• _DIRECTIONS_: Reproduce every row below with each occurrence of "marker" changed to "point" and everything else unchanged. Omit the pictures.
— START —
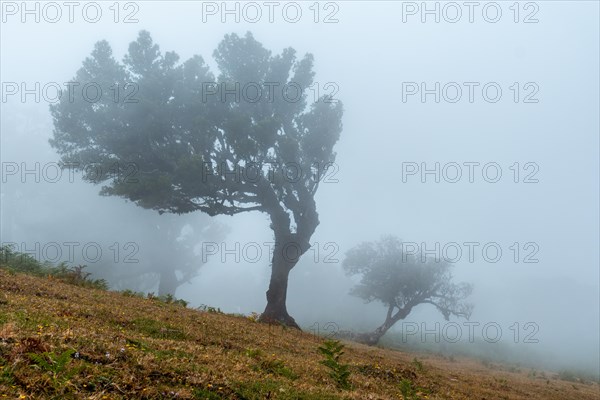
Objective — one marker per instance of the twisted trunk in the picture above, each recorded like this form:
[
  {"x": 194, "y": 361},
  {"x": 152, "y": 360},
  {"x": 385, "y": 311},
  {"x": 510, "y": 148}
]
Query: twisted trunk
[
  {"x": 372, "y": 338},
  {"x": 286, "y": 253}
]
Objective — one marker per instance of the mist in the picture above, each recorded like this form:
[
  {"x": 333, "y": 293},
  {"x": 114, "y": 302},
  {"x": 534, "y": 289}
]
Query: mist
[{"x": 503, "y": 184}]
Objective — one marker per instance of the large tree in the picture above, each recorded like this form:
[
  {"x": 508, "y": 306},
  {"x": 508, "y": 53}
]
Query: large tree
[
  {"x": 401, "y": 281},
  {"x": 188, "y": 144}
]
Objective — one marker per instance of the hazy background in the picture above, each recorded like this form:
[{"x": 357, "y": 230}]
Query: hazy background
[{"x": 368, "y": 53}]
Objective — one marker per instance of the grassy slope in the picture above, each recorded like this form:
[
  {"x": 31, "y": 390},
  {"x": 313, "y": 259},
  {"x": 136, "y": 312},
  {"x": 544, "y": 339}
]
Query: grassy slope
[{"x": 134, "y": 348}]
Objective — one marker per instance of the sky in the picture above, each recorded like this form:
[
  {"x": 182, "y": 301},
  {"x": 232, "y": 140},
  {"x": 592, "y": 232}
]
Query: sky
[{"x": 461, "y": 125}]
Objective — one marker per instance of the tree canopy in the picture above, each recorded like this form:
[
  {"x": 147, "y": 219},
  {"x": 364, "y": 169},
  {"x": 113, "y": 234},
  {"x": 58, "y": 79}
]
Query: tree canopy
[
  {"x": 171, "y": 137},
  {"x": 401, "y": 281}
]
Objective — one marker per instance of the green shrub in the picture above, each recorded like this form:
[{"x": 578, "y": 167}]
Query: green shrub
[{"x": 333, "y": 350}]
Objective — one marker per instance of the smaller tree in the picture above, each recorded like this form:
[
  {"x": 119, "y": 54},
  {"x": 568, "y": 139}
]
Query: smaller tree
[{"x": 402, "y": 281}]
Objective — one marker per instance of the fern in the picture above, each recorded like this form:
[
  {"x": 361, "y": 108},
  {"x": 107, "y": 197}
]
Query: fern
[{"x": 333, "y": 350}]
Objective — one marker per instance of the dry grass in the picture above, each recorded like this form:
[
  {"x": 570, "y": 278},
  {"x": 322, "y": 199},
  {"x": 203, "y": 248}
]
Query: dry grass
[{"x": 67, "y": 342}]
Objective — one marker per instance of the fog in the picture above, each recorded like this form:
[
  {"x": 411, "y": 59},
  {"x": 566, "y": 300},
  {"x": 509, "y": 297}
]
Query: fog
[{"x": 515, "y": 172}]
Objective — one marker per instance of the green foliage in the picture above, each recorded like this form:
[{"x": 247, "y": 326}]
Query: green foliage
[
  {"x": 418, "y": 365},
  {"x": 401, "y": 281},
  {"x": 407, "y": 390},
  {"x": 333, "y": 350},
  {"x": 19, "y": 262}
]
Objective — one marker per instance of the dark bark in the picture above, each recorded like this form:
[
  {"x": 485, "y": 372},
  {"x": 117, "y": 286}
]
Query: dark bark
[
  {"x": 372, "y": 338},
  {"x": 286, "y": 253}
]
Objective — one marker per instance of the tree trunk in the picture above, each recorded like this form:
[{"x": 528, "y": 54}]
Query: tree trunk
[
  {"x": 372, "y": 338},
  {"x": 168, "y": 282},
  {"x": 285, "y": 256}
]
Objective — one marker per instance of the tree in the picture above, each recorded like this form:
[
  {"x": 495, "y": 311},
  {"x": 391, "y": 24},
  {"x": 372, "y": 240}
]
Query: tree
[
  {"x": 188, "y": 144},
  {"x": 166, "y": 254},
  {"x": 401, "y": 281}
]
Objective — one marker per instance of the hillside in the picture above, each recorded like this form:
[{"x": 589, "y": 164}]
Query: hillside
[{"x": 63, "y": 341}]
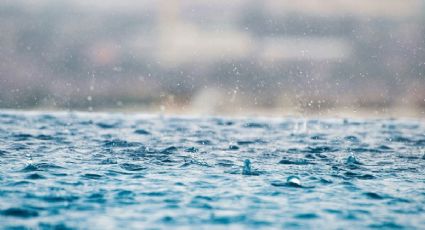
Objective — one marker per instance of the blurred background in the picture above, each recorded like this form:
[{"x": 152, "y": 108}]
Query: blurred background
[{"x": 279, "y": 57}]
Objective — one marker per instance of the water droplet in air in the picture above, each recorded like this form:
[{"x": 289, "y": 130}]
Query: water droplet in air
[{"x": 246, "y": 167}]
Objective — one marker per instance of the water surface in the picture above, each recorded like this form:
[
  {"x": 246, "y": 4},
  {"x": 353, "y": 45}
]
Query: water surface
[{"x": 100, "y": 171}]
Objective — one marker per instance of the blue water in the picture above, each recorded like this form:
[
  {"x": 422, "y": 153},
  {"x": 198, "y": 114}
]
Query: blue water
[{"x": 112, "y": 171}]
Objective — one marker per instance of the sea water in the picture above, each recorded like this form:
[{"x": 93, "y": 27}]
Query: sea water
[{"x": 115, "y": 171}]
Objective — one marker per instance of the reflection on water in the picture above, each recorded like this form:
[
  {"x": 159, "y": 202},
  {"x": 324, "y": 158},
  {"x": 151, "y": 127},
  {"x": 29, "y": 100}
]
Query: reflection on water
[{"x": 75, "y": 170}]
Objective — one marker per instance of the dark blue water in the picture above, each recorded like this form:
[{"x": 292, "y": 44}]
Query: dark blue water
[{"x": 100, "y": 171}]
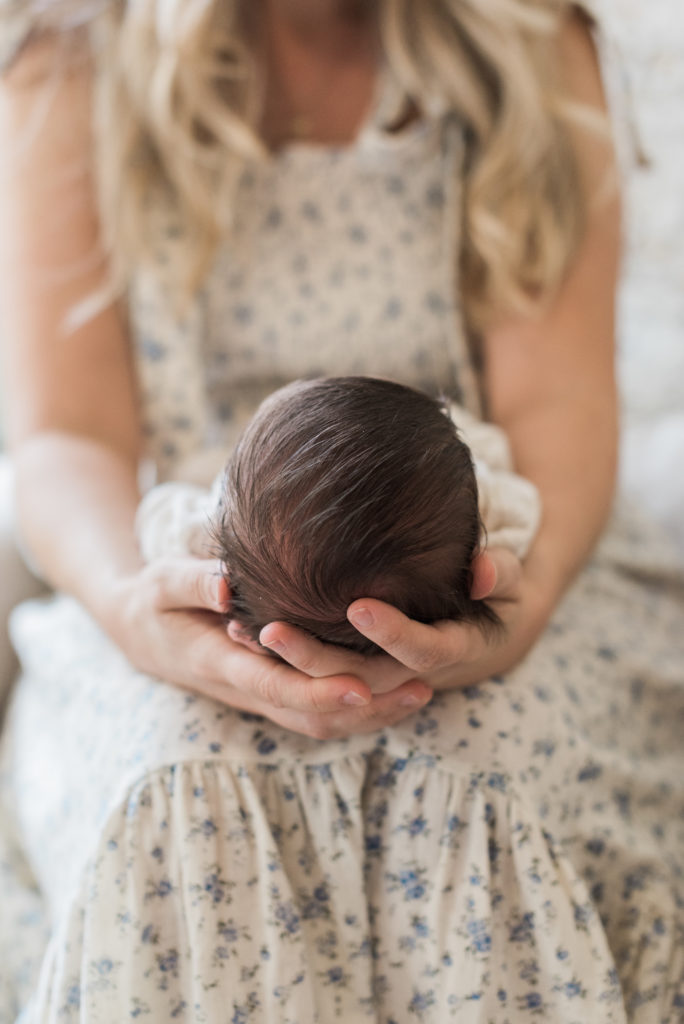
— END —
• _EXERCISE SOLUTION_:
Objective — one point per instance of the twisted trunk in the picture above, each recorded like this form:
[
  {"x": 194, "y": 361},
  {"x": 152, "y": 360},
  {"x": 385, "y": 311},
  {"x": 510, "y": 148}
]
Query: twisted trunk
[
  {"x": 372, "y": 338},
  {"x": 286, "y": 253}
]
Objective — one point per instance of the mist in the picture above, each recorded like this form:
[
  {"x": 333, "y": 293},
  {"x": 114, "y": 302},
  {"x": 534, "y": 289}
]
Query: mist
[{"x": 503, "y": 184}]
Objective — one point per instance of the large tree in the picture above, each recorded like this form:
[
  {"x": 508, "y": 306},
  {"x": 508, "y": 53}
]
Query: large tree
[
  {"x": 401, "y": 281},
  {"x": 188, "y": 144}
]
Objective — one point per instance of the hazy background in the picture above, each recorded like this form:
[{"x": 357, "y": 230}]
Query: hazy background
[{"x": 368, "y": 53}]
Objective — one point per instance of the grassy slope in the picture above, each recorded like this form:
[
  {"x": 31, "y": 390},
  {"x": 313, "y": 259},
  {"x": 136, "y": 312},
  {"x": 544, "y": 339}
]
Query: grassy slope
[{"x": 134, "y": 348}]
Objective — one point per instance of the sky in the picture above, each recorded like this form:
[
  {"x": 182, "y": 301},
  {"x": 232, "y": 140},
  {"x": 592, "y": 232}
]
Query: sky
[{"x": 461, "y": 125}]
Objective — one point per instance of the tree canopy in the picture above, each recorded like this form:
[
  {"x": 147, "y": 219},
  {"x": 364, "y": 169},
  {"x": 113, "y": 234},
  {"x": 58, "y": 79}
]
Query: tree canopy
[
  {"x": 171, "y": 137},
  {"x": 401, "y": 281}
]
Objective — one point per instance of the green shrub in the picture above, each recorded like this form:
[{"x": 578, "y": 167}]
Query: green shrub
[{"x": 333, "y": 350}]
Objective — one point per instance of the smaller tree in the picture above, each recorded like this form:
[
  {"x": 119, "y": 54},
  {"x": 568, "y": 139}
]
Query: smaller tree
[{"x": 402, "y": 281}]
Objective — one point per instance of the fern in the picture above, each recorded like this form:
[
  {"x": 361, "y": 108},
  {"x": 107, "y": 197}
]
Query: fern
[{"x": 333, "y": 350}]
Objective — one point per instance of the dry grass in the picture above, each recorded like this form:
[
  {"x": 570, "y": 278},
  {"x": 322, "y": 199},
  {"x": 203, "y": 248}
]
Query: dry grass
[{"x": 67, "y": 342}]
Objective — one point per instance of the fog in the picture above, each recorded like this form:
[
  {"x": 411, "y": 59},
  {"x": 566, "y": 300},
  {"x": 509, "y": 297}
]
Query: fog
[{"x": 515, "y": 172}]
Objective — one point per instance of the green foliage in the picture above, each recorded like this form:
[{"x": 247, "y": 326}]
Query: green foliage
[
  {"x": 418, "y": 365},
  {"x": 401, "y": 281},
  {"x": 407, "y": 390},
  {"x": 333, "y": 350},
  {"x": 19, "y": 262}
]
Objective — one point per instance of the dark bark in the picture above, each recorded like this form:
[
  {"x": 485, "y": 372},
  {"x": 117, "y": 286}
]
Query: dark bark
[
  {"x": 372, "y": 338},
  {"x": 286, "y": 253}
]
Objective — one point per instance of the tree trunk in the picture above, each recorded like this form:
[{"x": 528, "y": 54}]
Query: tree trunk
[
  {"x": 372, "y": 338},
  {"x": 168, "y": 282},
  {"x": 285, "y": 256}
]
Objective — one point per instance of the tree in the picture above, each recorded like this form:
[
  {"x": 495, "y": 311},
  {"x": 391, "y": 24},
  {"x": 372, "y": 240}
]
Query: tree
[
  {"x": 188, "y": 144},
  {"x": 166, "y": 254},
  {"x": 401, "y": 281}
]
Objective — one point per instance of the hillside in the picture above, each recorded like this form:
[{"x": 589, "y": 164}]
Query: hillside
[{"x": 63, "y": 341}]
Objective — one point per instance of the blurred background in the picture above, each recorded like this form:
[{"x": 152, "y": 108}]
Query: blurred background
[{"x": 279, "y": 57}]
Objective — one point per instance of the water droplet in air in the picture above, each recorded like this form:
[{"x": 289, "y": 130}]
Query: water droplet in air
[{"x": 246, "y": 167}]
Objective — one point per instance of the water surface in the picture above, each recorded like this form:
[
  {"x": 246, "y": 4},
  {"x": 353, "y": 45}
]
Query: water surface
[{"x": 100, "y": 171}]
Objective — one point per instance of the blue water in the picture above, each recorded like this form:
[
  {"x": 422, "y": 153},
  {"x": 198, "y": 114}
]
Query: blue water
[{"x": 112, "y": 171}]
Objective — one point per instance of the sea water in the picture above, each recorded like this form:
[{"x": 93, "y": 27}]
Query: sea water
[{"x": 115, "y": 171}]
Objective — one point per instance of the reflection on water in the picture above, each recorded like this form:
[
  {"x": 159, "y": 202},
  {"x": 324, "y": 158},
  {"x": 151, "y": 127},
  {"x": 29, "y": 100}
]
Query: reflection on water
[{"x": 75, "y": 170}]
Objective — one point per instance of the dark blue water in the picture above, each recorded like this form:
[{"x": 292, "y": 44}]
Query: dark blue water
[{"x": 100, "y": 171}]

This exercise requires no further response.